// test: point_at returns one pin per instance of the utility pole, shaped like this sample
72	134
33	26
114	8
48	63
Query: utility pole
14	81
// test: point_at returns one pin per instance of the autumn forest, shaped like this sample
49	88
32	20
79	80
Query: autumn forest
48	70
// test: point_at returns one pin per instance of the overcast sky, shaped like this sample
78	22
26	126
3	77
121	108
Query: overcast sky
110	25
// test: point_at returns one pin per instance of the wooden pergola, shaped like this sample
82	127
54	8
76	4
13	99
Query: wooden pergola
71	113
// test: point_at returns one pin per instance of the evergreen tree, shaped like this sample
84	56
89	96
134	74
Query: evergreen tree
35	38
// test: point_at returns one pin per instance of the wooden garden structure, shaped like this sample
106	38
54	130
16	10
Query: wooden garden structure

━━━━━━━━━━━━━━━━━━━━━━━━━━━━━━

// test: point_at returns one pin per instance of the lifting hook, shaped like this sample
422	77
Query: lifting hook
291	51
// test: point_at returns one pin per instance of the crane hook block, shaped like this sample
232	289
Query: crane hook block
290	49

━━━━━━━━━━━━━━━━━━━━━━━━━━━━━━

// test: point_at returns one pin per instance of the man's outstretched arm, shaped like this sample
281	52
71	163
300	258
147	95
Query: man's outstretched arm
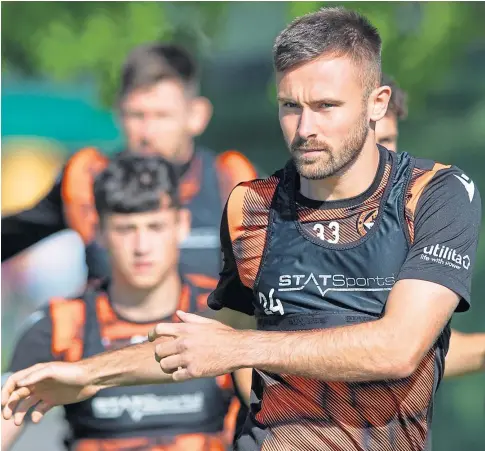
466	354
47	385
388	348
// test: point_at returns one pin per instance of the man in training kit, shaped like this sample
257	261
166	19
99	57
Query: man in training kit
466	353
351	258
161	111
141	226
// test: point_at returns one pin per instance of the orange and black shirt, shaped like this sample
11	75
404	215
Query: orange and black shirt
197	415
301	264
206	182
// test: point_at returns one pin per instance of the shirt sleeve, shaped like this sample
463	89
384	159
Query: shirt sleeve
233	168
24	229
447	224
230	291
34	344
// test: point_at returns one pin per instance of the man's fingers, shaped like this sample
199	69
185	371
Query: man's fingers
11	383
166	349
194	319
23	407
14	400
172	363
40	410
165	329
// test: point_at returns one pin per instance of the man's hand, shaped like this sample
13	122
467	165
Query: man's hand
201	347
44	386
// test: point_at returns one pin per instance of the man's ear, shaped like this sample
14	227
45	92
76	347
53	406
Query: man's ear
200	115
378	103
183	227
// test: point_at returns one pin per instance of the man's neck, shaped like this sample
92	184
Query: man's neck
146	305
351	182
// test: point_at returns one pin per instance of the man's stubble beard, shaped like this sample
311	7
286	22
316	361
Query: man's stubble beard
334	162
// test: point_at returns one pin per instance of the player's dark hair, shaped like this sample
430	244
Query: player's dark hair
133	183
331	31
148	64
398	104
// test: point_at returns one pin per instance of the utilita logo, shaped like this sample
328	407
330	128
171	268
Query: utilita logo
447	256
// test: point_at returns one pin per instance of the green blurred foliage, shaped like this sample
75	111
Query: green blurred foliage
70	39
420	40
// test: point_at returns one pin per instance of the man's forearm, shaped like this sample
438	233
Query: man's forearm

━━━━━━━━━━━━━━━━━━━━━━━━━━━━━━

■ **Work to be completed**
Please convert the lines between the line containing "hand, shaped like this sample" and the line containing "Query: man's forearm", inclusive, into a Markdown table with the columns Row and Line, leaving out any blank lines.

■ **Solution to this task**
| Row | Line |
|---|---|
| 1 | // test: point_at returns one pin per instance of the man's hand, shaped like this sample |
| 2 | 13	122 |
| 3 | 467	165 |
| 4 | Query: man's hand |
| 5 | 201	347 |
| 6 | 44	386 |
| 7 | // test: point_at returns one pin per instance of the man's ear, shaped like this sample |
| 8 | 14	227 |
| 9 | 45	92 |
| 10 | 76	347 |
| 11 | 53	406 |
| 12 | Query: man's ear |
| 13 | 200	115 |
| 14 | 378	103 |
| 15 | 183	227 |
| 16 | // test: point_at returns one pin per instance of the man's neck, shaped like this sample |
| 17 | 92	184 |
| 18 | Query: man's neck |
| 19 | 146	305 |
| 20 | 351	182 |
| 21 | // test: point_at returns one pin per instance of the man's stubble beard, shaped like this sample |
| 22 | 311	7 |
| 23 | 286	22 |
| 24 | 316	361 |
| 25 | Query: man's stubble beard |
| 26 | 334	162 |
| 27 | // test: point_at returns one pin per instance of the player's dark hair, shaped like this sample |
| 28 | 430	244 |
| 29 | Query: player's dark hair |
| 30 | 133	183 |
| 31 | 331	31 |
| 32 | 148	64 |
| 33 | 398	104 |
| 34 | // test: point_at returns one pin per instance of the utilita logo, shaped like this sample |
| 35 | 328	407 |
| 36 | 330	128 |
| 37 | 171	268 |
| 38 | Query: utilita logo |
| 39 | 447	256 |
| 40 | // test: point_at returns one pin per instance of the green blurred foliage, shaped like this sample |
| 41 | 75	111 |
| 42 | Query: green blurred foliage |
| 43 | 70	39 |
| 44 | 420	40 |
| 45 | // test: point_at returns one pin per instance of the man's forearm, shaped like this sample |
| 46 | 438	233 |
| 47 | Query: man's forearm |